__Selected text__.
^^^^^^^^^^^^^^^^
Case ID: so2d_811/html/0003-01.html
Source: Caselaw Access Project
Author: {"author": "JjARMSTRONG, Judge. ARMSTRONG, Judge.", "license": "Public Domain", "url": "https://static.case.law/"}
Date Created: 2024-08-24T03:29:51.129683

Lynn Ferrand MARTIN, Nialynn Ferrand Lee, Trudy Ferrand, Stephen Ferrand, Hamilton Michael Ferrand, III, and Glenda Ferrand, Individually and as 2315.1 Beneficiaries of the Estate of Hamilton Michael Ferrand, Jr. v. STATE of Louisiana, CHARITY HOSPITAL AND MEDICAL CENTER OF LOUISIANA AT NEW ORLEANS, Through the LOUISIANA HEALTH CARE AUTHORITY.
    No. 2000-CA-1044.
    Court of Appeal of Louisiana, Fourth Circuit.
    Aug. 22, 2001.
    Opinion on Denial of Rehearing Feb. 20, 2002.
    
      Thomas B. Calvert, Thomas B. Calvert, A.P.L.C., Metairie, LA, Counsel for Plain-tiffAppellant.
    Hon. Richard P. Ieyoub, Attorney General, Jude D. Bourque, Assistant Attorney General, LA Dept, of Justice, Division of Risk Litigation, Baton Rouge, LA, Counsel for Defendant/Appellee.
    
      Court composed of Judges JOAN BERNARD ARMSTRONG, STEVEN R. PLOTKIN and DAVID S. GORBATY.
   JjARMSTRONG, Judge.

This is a survival and wrongful death action. The plaintiffs appeal from a dismissal. The only two issues on appeal are (1)whether the survival action prescribed and (2) whether the “blood shield statutes,” La. R.S. 9:2797 and La. Civ.Code art. 2322.1, apply to the wrongful death claim. We find (1) that the survival action is not prescribed and (2) that the blood shield statutes do apply to the wrongful death action. Therefore, we will reverse in part, affirm in part, and remand for further proceedings.

The plaintiffs’ decedent, Mr. Ferrand, received a blood transfusion at Charity Hospital New Orleans in April 1977. In May 1977, he developed symptoms of viral hepatitis. The viral hepatitis was caused by the blood transfusion. In 1994, he was diagnosed with liver cancer. Liver cancer is a known complication of viral hepatitis and Mr. Ferrand’s liver cancer was caused by viral hepatitis. The plaintiffs filed the present action, within a year of Mr. Fer-rand’s diagnosis of liver cancer, against the State of Louisiana alleging liability for the blood transfusion at the State’s Charity Hospital.
^^^^^^^^^^^^^^^^
__Listed entries__.
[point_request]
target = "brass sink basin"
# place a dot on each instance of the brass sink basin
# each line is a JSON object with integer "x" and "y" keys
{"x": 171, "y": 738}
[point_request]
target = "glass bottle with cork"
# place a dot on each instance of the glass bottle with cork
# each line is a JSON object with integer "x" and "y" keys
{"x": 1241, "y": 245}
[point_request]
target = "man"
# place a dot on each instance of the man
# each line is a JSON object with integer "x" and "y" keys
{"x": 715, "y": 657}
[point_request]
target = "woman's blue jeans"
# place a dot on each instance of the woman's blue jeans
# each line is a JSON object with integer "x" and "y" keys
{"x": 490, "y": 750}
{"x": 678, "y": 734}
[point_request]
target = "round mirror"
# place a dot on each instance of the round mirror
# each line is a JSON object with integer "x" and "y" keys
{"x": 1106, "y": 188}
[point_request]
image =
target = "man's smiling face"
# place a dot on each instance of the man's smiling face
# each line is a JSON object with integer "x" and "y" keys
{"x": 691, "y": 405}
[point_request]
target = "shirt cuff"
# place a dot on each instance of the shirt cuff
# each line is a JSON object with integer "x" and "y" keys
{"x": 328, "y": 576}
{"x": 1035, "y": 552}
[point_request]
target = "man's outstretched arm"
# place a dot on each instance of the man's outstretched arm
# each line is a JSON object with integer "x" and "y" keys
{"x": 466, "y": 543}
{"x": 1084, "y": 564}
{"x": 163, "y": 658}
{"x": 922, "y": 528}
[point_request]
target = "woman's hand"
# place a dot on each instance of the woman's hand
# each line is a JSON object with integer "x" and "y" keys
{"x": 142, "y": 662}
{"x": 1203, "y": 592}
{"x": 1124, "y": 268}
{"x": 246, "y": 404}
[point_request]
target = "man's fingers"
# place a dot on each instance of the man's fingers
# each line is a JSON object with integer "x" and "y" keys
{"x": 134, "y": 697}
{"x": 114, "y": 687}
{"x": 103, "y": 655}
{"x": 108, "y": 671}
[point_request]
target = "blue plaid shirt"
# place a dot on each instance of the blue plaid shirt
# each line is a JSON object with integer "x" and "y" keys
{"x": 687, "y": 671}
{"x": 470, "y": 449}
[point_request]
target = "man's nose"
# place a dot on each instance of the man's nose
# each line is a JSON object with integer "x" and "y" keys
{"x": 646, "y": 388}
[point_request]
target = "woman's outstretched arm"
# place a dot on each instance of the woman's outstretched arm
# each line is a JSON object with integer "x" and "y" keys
^^^^^^^^^^^^^^^^
__Instructions for the task__.
Reproduce the court opinion word for word from "Aug. 22, 2001." to "Counsel for Plain-tiffAppellant.".

__Written answer__.
Aug. 22, 2001.
    Opinion on Denial of Rehearing Feb. 20, 2002.
    
      Thomas B. Calvert, Thomas B. Calvert, A.P.L.C., Metairie, LA, Counsel for Plain-tiffAppellant.